Das wichtigste Problem auf dem Arbeitsmarkt, die Höhe der Lohnkosten, hängt wesentlich mit der Abgabenbelastung durch die Sozialen Sicherungssysteme zusammen. Bei der gesetzlichen Krankenversicherung wird das Mutterschaftsgeld als versicherungsfremde Leistung aus dem Leistungskatalog genommen und nun steuerfinanziert. Dies ist eine sinnvolle Maßnahme, man hätte hier sogar auch über die beitragsfreie Mitversicherung von Familienangehörigen nachdenken können. Aus dem Leistungskatalog wird ferner das Krankengeld ersatzlos gestrichen, eine Maßnahme die ohne Einbußen bei der medizinischen Versorgung möglich ist. Die Einführung von sozial differenzierten Praxisgebühren hilft dem übermäßigen Praxisbesuch einen Riegel vorzuschieben. Die Auflösung des Vertragsmonopols der Kassenärztlichen Vereinigungen ist ebenfalls zu begrüßen. Damit wird den Krankenkassen endlich ein Einblick in die Behandlungen gewährt und Doppel- oder Fehlbehandlungen zur Kenntnis gebracht. Antworten zur Finanzierung der gesetzlichen Krankenversicherung blieb der Kanzler aber mit Verweis auf die Rürup-Kommission schuldig. Immerhin die anvisierte Absenkung des Beitragssatzes auf unter 13 % wäre eine echte Erleichterung. Wie lange sie hält muss abgewartet werden, denn Demographie und medizinisch-technischer Fortschritt treiben die Kosten Jahr für Jahr in die Höhe. Zu den Problemen der Rentenversicherung hat der Kanzler fast vollständig auf die Rürup-Kommission verwiesen, die Pflegeversicherung nicht einmal angesprochen.

GEZEIGTES MATERIAL
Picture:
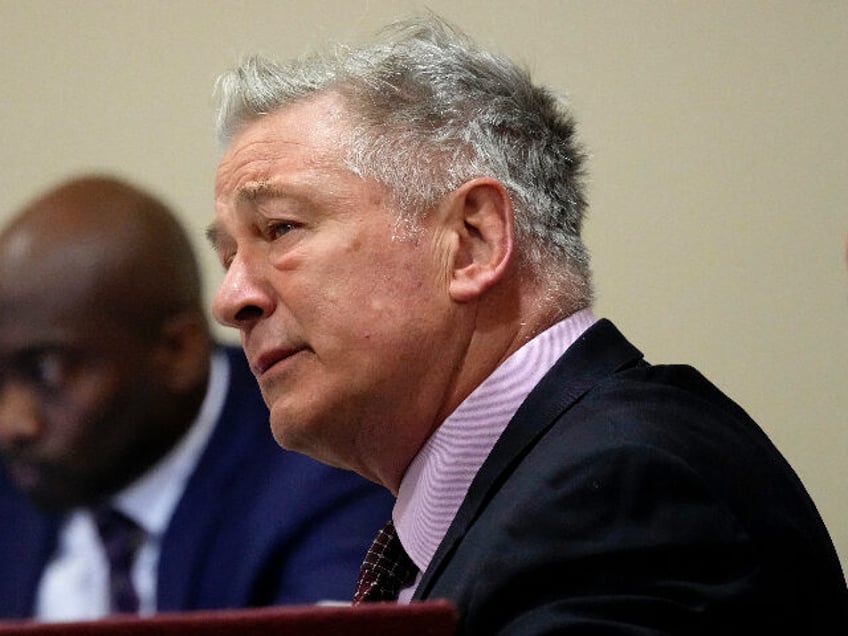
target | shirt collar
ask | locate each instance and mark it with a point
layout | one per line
(439, 476)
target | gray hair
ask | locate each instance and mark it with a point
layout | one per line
(429, 110)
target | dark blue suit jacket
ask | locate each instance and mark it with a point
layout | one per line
(256, 526)
(625, 498)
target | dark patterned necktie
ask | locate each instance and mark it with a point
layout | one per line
(121, 537)
(387, 569)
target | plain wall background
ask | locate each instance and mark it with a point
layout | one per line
(717, 133)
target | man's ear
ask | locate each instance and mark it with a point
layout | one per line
(482, 217)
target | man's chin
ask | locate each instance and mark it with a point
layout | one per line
(46, 492)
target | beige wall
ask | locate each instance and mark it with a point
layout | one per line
(718, 134)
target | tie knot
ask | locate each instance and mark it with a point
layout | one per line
(121, 538)
(386, 570)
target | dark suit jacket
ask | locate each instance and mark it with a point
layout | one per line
(627, 498)
(257, 525)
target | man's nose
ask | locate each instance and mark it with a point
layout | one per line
(19, 414)
(241, 299)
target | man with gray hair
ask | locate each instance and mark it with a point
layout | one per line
(400, 229)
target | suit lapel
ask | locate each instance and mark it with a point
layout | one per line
(597, 354)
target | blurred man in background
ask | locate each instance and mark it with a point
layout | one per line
(138, 472)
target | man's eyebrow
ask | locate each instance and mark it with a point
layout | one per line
(256, 190)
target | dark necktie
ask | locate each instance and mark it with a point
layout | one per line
(122, 537)
(387, 569)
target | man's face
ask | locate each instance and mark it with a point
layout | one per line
(75, 392)
(346, 325)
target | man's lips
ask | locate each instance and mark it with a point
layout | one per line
(264, 361)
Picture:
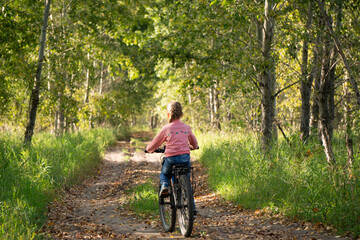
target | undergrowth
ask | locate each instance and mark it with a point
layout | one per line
(296, 181)
(144, 200)
(30, 177)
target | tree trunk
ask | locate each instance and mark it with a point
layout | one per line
(317, 75)
(347, 120)
(324, 96)
(306, 81)
(340, 50)
(35, 94)
(268, 81)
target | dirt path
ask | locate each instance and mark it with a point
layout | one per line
(96, 210)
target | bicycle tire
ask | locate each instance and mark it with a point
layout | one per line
(186, 211)
(167, 212)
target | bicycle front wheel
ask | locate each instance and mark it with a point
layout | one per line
(167, 212)
(186, 210)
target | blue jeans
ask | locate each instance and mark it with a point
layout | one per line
(166, 171)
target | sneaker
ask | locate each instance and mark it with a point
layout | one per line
(164, 191)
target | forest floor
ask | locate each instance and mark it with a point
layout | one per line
(97, 209)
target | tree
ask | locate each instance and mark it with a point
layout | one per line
(268, 80)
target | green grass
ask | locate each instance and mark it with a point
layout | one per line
(30, 177)
(144, 200)
(296, 181)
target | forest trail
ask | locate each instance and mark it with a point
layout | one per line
(97, 208)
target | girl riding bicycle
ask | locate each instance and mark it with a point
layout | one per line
(179, 141)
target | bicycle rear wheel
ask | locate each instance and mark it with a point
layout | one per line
(186, 211)
(167, 212)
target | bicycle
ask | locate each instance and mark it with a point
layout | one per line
(179, 201)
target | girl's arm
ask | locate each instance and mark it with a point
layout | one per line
(193, 141)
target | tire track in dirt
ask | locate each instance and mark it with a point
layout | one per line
(96, 209)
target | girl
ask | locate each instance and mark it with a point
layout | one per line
(179, 141)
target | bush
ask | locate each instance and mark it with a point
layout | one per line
(30, 177)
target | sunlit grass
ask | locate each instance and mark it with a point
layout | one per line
(144, 200)
(31, 177)
(296, 180)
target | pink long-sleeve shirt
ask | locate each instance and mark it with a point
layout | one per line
(178, 137)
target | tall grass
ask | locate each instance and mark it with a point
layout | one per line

AUFGABE
Setze den Text über die Sozialen Sicherungssysteme nach seinem letzten Satz fort.

SCHRIFTLICHE ANTWORT
Begrüßenswert ist die Neuordnung der Handwerksordnung, die einen wichtigen Schritt zum Abbau von Regulierungen darstellt. Dass der Meisterbrief nicht vollständig abgeschafft wird, ist durchaus vertretbar, die Gratwanderung zwischen Sicherung der Qualität und Deregulierung wird aber schwierig. Die konkrete Ausgestaltung kann letztendlich erst darüber Auskunft geben, ob ein Fortschritt erzielt wurde.

Gesamtbewertung:

Die Regierungserklärung hat mit der Agenda 2010 ein Programm vorgestellt, das zwar die richtigen Fragen adressiert und dabei zum Teil weitergehende Änderungen anzielt, aber eine schlüssige Reformlogik vermissen lässt. Der Kanzler hat damit die Grenzen der Reformen mit dieser Regierung - und wahrscheinlich auch mit den deutschen Volksparteien - markiert. Es fehlt unverändert die Bereitschaft zum Systemwechsel in den zentralen Handlungsbereichen Arbeitsmarkt und soziale Sicherung. Die Versorgungsversprechen bleiben im Grundsatz unangetastet. Wenn wir gegenwärtig die besten Voraussetzungen für Strukturreformen haben, dann bleibt das Programm gemessen an den Notwendigkeiten enttäuschend. Der notwendige Stimmungsumschwung ist dadurch nicht zu erwarten.